The New Turkish Code of Obligations will enter into force in July 2012 and will introduce many noteworthy changes to the suretyship (kefalet) institution, which is a widely used legal instrument of personal guarantee, perhaps most commonly invoked to secure loan agreements in Turkey.
Turkey Finance and Banking

The New Turkish Code of Obligations will enter into force in July 2012 and will introduce many noteworthy changes to the suretyship (kefalet) institution, which is a widely used legal instrument of personal guarantee, perhaps most commonly invoked to secure loan agreements in Turkey.

The amendments introduce new limits to the extent of a surety's liability against the lender, and a more elaborate written form requirement that seems to be a reaction to the "just sign here" attitude that the current legislative scheme enabled. In this article, we have summarized various of the noteworthy provisions in the New Code of Obligations pertaining to suretyship contracts that either did not exist previously, or will significantly amend the current legislative scheme once the new law enters into force.

The most practical implication of the amendment is the new requisite written form for entering into a surety contract. The former regime required that an agreement giving rise to a suretyship obligation be in written form in order to create a valid and binding obligation. The New Code of Obligations goes one step further and requires that the following elements of the contract be handwritten by the person agreeing to act as surety for another person's debt or obligation: (i) the maximum amount of liability to be assumed by the surety; (ii) whether joint and several liability is assumed; and (iii) the date of the agreement. The prevailing banking practice in Turkey has been the "just sign here" attitude, whereby the surety contract was reduced to filling in printed forms, and the surety signed the signature block without the bank having to document the surety's signature or the aforementioned primary elements of a surety contract. The goal of this amendment appears to be to ensure that the person providing the surety considers, understands and actively consents to the subject matter, amount and duration of this undertaking. Any power of attorney issued to allow the attorney to take on the liability for the debt or obligations of a third party, resulting in the principal becoming a surety, is subject to the same formal requirement. Any amendments to an existing surety contract, such as an extension of term or a variation in the amount of liability must also be in writing, setting forth the aforementioned contractual elements in the handwriting of the person agreeing to act as provider of the surety.

The new legislation appears to be partly driven by social policy, as it requires the written consent of the spouse of a natural person agreeing to act as surety. Spousal consent is also sought where the amount or nature of the surety contract is being amended.

A general principle of the suretyship law is that the liability of the surety is secondary to that of the debtor, unless the surety assumes joint and several liability (acknowledging this in writing, as noted above). The New Code of Obligations does not result in the surety becoming primarily liable per se, even where joint and several suretyship is established by contract. The new legislation requires that the creditor first demand that the defaulting debtor pay off the outstanding amount, and allows the creditor to seek repayment from the surety's assets if and when the creditor fails to recover such amount from the debtor, or if the debtor is insolvent and it does not seem likely that any such debt recovery effort will be successful.

= Directions =
Please reproduce the suretyship text from "A general principle" up to and including "will be successful.", substituting "borrower" for "debtor". The listing after this point is separate material with no connection to the suretyship text.

= The data =
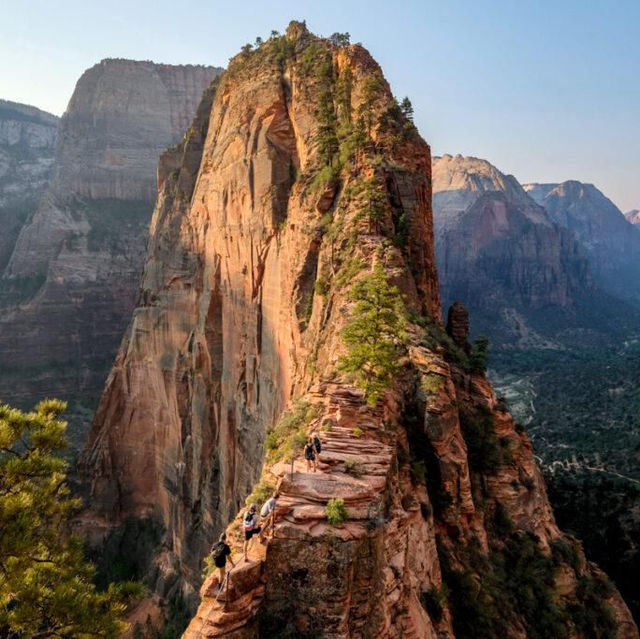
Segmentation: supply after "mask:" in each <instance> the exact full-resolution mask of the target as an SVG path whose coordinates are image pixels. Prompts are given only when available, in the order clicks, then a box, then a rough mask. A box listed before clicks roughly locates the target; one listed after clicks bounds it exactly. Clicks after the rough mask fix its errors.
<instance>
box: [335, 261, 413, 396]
mask: <svg viewBox="0 0 640 639" xmlns="http://www.w3.org/2000/svg"><path fill="white" fill-rule="evenodd" d="M350 298H351V300H353V301H355V302H356V305H355V307H354V309H353V316H352V319H351V321H350V322H349V323H348V324H347V326H346V327H345V329H344V332H343V336H344V340H345V342H346V343H347V346H348V347H349V352H348V353H347V355H345V356H344V357H342V358H341V359H340V362H339V364H338V368H339V370H341V371H344V372H349V373H353V374H355V376H356V383H357V384H358V386H359V387H360V388H362V389H363V390H364V392H365V394H366V397H367V401H368V402H369V403H370V404H373V405H375V404H376V403H377V401H378V399H379V398H380V397H381V395H382V393H383V391H384V390H385V389H387V388H390V387H391V384H392V382H393V376H394V375H395V374H396V373H397V372H398V369H399V364H398V360H399V355H400V351H401V336H402V330H403V326H404V323H405V319H404V305H403V303H402V298H401V297H400V292H399V291H398V289H397V288H396V287H395V286H391V285H390V284H389V282H388V280H387V276H386V274H385V272H384V270H383V268H382V266H381V265H380V264H379V263H378V264H376V266H375V267H374V269H373V272H372V273H371V274H370V275H367V276H365V277H363V278H362V279H360V280H359V281H357V282H356V283H355V284H354V286H353V289H352V290H351V294H350Z"/></svg>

= Response area =
A general principle of the suretyship law is that the liability of the surety is secondary to that of the borrower, unless the surety assumes joint and several liability (acknowledging this in writing, as noted above). The New Code of Obligations does not result in the surety becoming primarily liable per se, even where joint and several suretyship is established by contract. The new legislation requires that the creditor first demand that the defaulting borrower pay off the outstanding amount, and allows the creditor to seek repayment from the surety's assets if and when the creditor fails to recover such amount from the borrower, or if the borrower is insolvent and it does not seem likely that any such debt recovery effort will be successful.